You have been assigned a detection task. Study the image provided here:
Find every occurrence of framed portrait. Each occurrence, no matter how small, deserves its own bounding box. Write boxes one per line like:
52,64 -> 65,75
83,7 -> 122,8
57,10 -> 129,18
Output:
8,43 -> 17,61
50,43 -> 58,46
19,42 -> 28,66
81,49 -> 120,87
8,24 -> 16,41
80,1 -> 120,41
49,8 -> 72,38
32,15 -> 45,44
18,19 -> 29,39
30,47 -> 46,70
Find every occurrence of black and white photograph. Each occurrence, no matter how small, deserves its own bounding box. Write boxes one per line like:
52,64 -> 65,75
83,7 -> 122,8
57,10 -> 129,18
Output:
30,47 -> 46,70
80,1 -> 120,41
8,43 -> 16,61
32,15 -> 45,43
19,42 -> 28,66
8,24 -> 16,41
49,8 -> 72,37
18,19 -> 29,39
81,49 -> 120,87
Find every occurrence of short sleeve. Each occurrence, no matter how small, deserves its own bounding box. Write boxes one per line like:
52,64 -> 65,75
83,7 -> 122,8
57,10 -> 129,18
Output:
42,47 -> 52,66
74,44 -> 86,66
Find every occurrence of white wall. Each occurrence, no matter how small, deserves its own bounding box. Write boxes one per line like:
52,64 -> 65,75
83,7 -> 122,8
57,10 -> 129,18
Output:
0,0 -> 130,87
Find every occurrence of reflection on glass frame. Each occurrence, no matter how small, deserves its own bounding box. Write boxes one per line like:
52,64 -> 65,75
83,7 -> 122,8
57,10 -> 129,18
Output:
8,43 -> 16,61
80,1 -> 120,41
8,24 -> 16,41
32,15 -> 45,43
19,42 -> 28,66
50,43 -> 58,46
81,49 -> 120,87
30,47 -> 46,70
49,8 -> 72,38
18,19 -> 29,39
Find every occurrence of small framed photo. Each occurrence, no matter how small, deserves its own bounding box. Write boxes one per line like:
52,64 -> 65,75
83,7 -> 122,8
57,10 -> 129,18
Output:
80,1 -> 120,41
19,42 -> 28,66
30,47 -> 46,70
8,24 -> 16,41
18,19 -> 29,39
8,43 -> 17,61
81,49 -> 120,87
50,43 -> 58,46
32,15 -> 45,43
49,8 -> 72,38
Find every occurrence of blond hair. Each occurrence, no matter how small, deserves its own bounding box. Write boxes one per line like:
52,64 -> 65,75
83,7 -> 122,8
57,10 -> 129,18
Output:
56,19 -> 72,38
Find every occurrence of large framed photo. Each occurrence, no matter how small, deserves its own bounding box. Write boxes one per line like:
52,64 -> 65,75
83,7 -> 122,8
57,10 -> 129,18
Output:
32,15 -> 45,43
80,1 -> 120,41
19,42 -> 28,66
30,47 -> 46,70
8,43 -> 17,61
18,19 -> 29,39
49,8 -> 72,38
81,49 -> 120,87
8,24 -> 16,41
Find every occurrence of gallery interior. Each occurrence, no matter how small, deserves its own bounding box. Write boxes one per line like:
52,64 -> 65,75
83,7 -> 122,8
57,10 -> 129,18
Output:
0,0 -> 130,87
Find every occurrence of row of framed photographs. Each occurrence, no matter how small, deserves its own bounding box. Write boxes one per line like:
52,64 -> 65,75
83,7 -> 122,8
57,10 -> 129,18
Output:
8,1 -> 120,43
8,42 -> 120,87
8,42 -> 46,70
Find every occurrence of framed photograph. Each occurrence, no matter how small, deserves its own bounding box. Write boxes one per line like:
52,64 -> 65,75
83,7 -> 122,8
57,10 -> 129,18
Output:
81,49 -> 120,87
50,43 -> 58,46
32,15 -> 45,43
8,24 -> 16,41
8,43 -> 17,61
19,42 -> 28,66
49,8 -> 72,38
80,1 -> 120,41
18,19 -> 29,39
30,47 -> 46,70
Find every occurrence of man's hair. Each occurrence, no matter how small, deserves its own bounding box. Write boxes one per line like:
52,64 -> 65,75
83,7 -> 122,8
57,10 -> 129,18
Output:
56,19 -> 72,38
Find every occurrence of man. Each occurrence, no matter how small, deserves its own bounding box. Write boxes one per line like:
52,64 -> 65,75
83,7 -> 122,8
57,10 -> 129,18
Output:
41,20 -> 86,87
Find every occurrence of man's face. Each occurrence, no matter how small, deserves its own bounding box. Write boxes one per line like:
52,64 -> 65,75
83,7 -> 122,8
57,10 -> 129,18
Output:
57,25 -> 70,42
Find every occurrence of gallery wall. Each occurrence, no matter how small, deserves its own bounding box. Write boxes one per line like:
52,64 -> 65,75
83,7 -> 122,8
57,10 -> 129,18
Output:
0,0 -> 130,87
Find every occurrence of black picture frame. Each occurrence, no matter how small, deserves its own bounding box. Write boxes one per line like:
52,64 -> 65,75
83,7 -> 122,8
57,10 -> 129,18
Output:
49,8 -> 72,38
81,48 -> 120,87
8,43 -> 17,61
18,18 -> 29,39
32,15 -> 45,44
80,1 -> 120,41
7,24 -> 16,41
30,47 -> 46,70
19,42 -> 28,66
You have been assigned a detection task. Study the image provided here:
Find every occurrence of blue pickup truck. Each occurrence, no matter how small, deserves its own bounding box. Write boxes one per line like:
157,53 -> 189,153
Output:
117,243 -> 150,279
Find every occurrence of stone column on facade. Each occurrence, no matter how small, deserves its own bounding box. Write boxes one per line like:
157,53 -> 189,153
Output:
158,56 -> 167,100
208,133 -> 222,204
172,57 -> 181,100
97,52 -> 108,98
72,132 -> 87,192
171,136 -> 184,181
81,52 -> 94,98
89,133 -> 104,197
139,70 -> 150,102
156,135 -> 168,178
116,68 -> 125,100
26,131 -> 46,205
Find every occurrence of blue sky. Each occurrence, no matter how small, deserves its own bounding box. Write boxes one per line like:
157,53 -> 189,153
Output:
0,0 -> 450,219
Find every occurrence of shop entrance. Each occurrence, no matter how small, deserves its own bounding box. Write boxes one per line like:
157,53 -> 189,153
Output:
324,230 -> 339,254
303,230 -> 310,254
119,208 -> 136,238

STATED PROBLEM:
Please set out every line of the records above as a numbered list, omitting any blank lines.

REPLY TO THE TASK:
1. You have been assigned a detection task. Study the image provided here:
2. Find every occurrence of framed portrait. Each occurrence, no matter how small, deserves its own bounding box. Write boxes one per line like:
3. 52,64 -> 65,75
4. 83,7 -> 122,8
5. 57,10 -> 129,18
6. Output:
7. 8,43 -> 17,61
8. 50,43 -> 58,46
9. 19,42 -> 28,66
10. 81,49 -> 120,87
11. 8,24 -> 16,41
12. 80,1 -> 120,41
13. 49,8 -> 72,38
14. 32,15 -> 45,44
15. 18,19 -> 29,39
16. 30,47 -> 46,70
17. Find every occurrence of black and white photograph. Each occurrence, no matter how small, deserves its own bounding box. Write boxes one per line like:
18. 52,64 -> 65,75
19. 83,7 -> 122,8
20. 57,10 -> 129,18
21. Output:
22. 30,47 -> 46,70
23. 80,1 -> 120,41
24. 8,43 -> 16,61
25. 32,15 -> 45,43
26. 19,42 -> 28,66
27. 8,24 -> 16,41
28. 49,8 -> 72,37
29. 18,19 -> 29,39
30. 81,49 -> 120,87
31. Find every occurrence of short sleeve. Each occurrence, no matter how small, deserves its own bounding box. Write boxes one per line like:
32. 52,64 -> 65,75
33. 83,7 -> 122,8
34. 57,10 -> 129,18
35. Output:
36. 42,47 -> 52,66
37. 74,44 -> 86,66
38. Find every occurrence of white wall. Each occurrence, no matter how small, deserves its own bounding box. Write boxes one per line like:
39. 52,64 -> 65,75
40. 83,7 -> 122,8
41. 57,10 -> 129,18
42. Output:
43. 0,0 -> 130,87
44. Find every occurrence of reflection on glass frame. Each occurrence, no matter how small, deserves its own bounding box. Write boxes one per line like:
45. 52,64 -> 65,75
46. 83,7 -> 122,8
47. 57,10 -> 129,18
48. Output:
49. 8,43 -> 16,61
50. 80,1 -> 120,41
51. 8,24 -> 16,41
52. 32,15 -> 45,43
53. 19,42 -> 28,66
54. 50,43 -> 58,46
55. 81,49 -> 120,87
56. 30,47 -> 46,70
57. 49,8 -> 72,38
58. 18,19 -> 29,39
59. Find every occurrence of small framed photo. Each occurrence, no matter how small, deserves its own bounding box. Write boxes one per line like:
60. 52,64 -> 65,75
61. 83,7 -> 122,8
62. 57,10 -> 129,18
63. Output:
64. 80,1 -> 120,41
65. 19,42 -> 28,66
66. 30,47 -> 46,70
67. 8,24 -> 16,41
68. 18,19 -> 29,39
69. 8,43 -> 17,61
70. 81,49 -> 120,87
71. 50,43 -> 58,46
72. 32,15 -> 45,43
73. 49,8 -> 72,38
74. Find every occurrence of blond hair. Each occurrence, no matter how small, deserves its own bounding box. Write boxes one per line like:
75. 52,64 -> 65,75
76. 83,7 -> 122,8
77. 57,10 -> 129,18
78. Output:
79. 56,19 -> 72,38
80. Find every occurrence of large framed photo. Each occurrence, no matter how small, deserves its own bounding box. Write boxes one per line like:
81. 52,64 -> 65,75
82. 83,7 -> 122,8
83. 57,10 -> 129,18
84. Output:
85. 32,15 -> 45,43
86. 80,1 -> 120,41
87. 19,42 -> 28,66
88. 30,47 -> 46,70
89. 8,43 -> 17,61
90. 18,19 -> 29,39
91. 49,8 -> 72,38
92. 81,49 -> 120,87
93. 8,24 -> 16,41
94. Find every occurrence of gallery interior. Each occurrence, no matter how small, deserves its own bounding box. Write boxes one per line like:
95. 52,64 -> 65,75
96. 83,7 -> 122,8
97. 57,10 -> 129,18
98. Output:
99. 0,0 -> 130,87
100. Find every occurrence of row of framed photographs. Each occurrence, no matter how small, deserves its own bounding box. Write boxes one per line like:
101. 52,64 -> 65,75
102. 83,7 -> 122,8
103. 57,10 -> 129,18
104. Output:
105. 8,1 -> 120,43
106. 8,42 -> 120,87
107. 8,42 -> 46,70
108. Find every occurrence of framed photograph. Each occurrence, no matter how small, deserves its own bounding box. Write boxes one per line like:
109. 52,64 -> 65,75
110. 83,7 -> 122,8
111. 57,10 -> 129,18
112. Output:
113. 81,49 -> 120,87
114. 50,43 -> 58,46
115. 32,15 -> 45,43
116. 8,24 -> 16,41
117. 8,43 -> 17,61
118. 19,42 -> 28,66
119. 49,8 -> 72,38
120. 80,1 -> 120,41
121. 18,19 -> 29,39
122. 30,47 -> 46,70
123. Find every occurrence of man's hair. Each occurrence, no matter how small, deserves its own bounding box. Write boxes one per line like:
124. 52,64 -> 65,75
125. 83,7 -> 122,8
126. 57,10 -> 129,18
127. Output:
128. 56,19 -> 72,38
129. Find every occurrence of man. Each occurrence, no matter how small, deserves its own bounding box. Write boxes one per line like:
130. 52,64 -> 65,75
131. 83,7 -> 122,8
132. 57,10 -> 129,18
133. Output:
134. 41,20 -> 86,87
135. Find every occurrence of man's face. Each occurrence, no matter how small, deserves its own bounding box. Write boxes one per line like:
136. 52,64 -> 65,75
137. 83,7 -> 122,8
138. 57,10 -> 129,18
139. Output:
140. 57,25 -> 70,42
141. Find every occurrence of gallery wall. Each occurrence, no matter how small, deserves its own bounding box. Write boxes one per line like:
142. 52,64 -> 65,75
143. 83,7 -> 122,8
144. 57,10 -> 129,18
145. Output:
146. 0,0 -> 130,87
147. Find every occurrence of black picture frame. Each occurrence, no matter how small, deserves its own bounding box. Write boxes one per line like:
148. 52,64 -> 65,75
149. 83,7 -> 122,8
150. 57,10 -> 129,18
151. Output:
152. 49,8 -> 72,38
153. 81,48 -> 120,87
154. 8,43 -> 17,61
155. 18,18 -> 29,39
156. 32,15 -> 45,44
157. 80,1 -> 120,41
158. 7,24 -> 16,41
159. 30,47 -> 46,70
160. 19,42 -> 28,66
161. You have been assigned a detection task. Study the image provided here:
162. Find every occurrence of blue pickup truck. Each occurrence, no matter how small, deserves its own bounding box. Write boxes one per line like:
163. 157,53 -> 189,153
164. Output:
165. 117,243 -> 150,279
166. Find every occurrence of stone column on facade. Each occurrence, no matter how small, deserves its own bounding box. Write boxes one per line like:
167. 157,53 -> 189,153
168. Output:
169. 158,56 -> 167,100
170. 208,133 -> 222,204
171. 172,57 -> 181,100
172. 97,52 -> 108,98
173. 72,132 -> 87,192
174. 171,136 -> 184,181
175. 81,52 -> 94,98
176. 89,133 -> 104,197
177. 139,70 -> 150,102
178. 156,135 -> 168,178
179. 116,68 -> 125,100
180. 26,131 -> 46,205
181. Find every occurrence of blue sky. Each occurrence, no matter how small, deserves its own bounding box. Write boxes one per line like:
182. 157,53 -> 189,153
183. Output:
184. 0,0 -> 450,219
185. Find every occurrence of shop entrance. Each occurrence, no matter how small, deserves its own bounding box. Write boxes one per line like:
186. 157,53 -> 189,153
187. Output:
188. 324,230 -> 339,254
189. 303,230 -> 310,254
190. 119,208 -> 136,238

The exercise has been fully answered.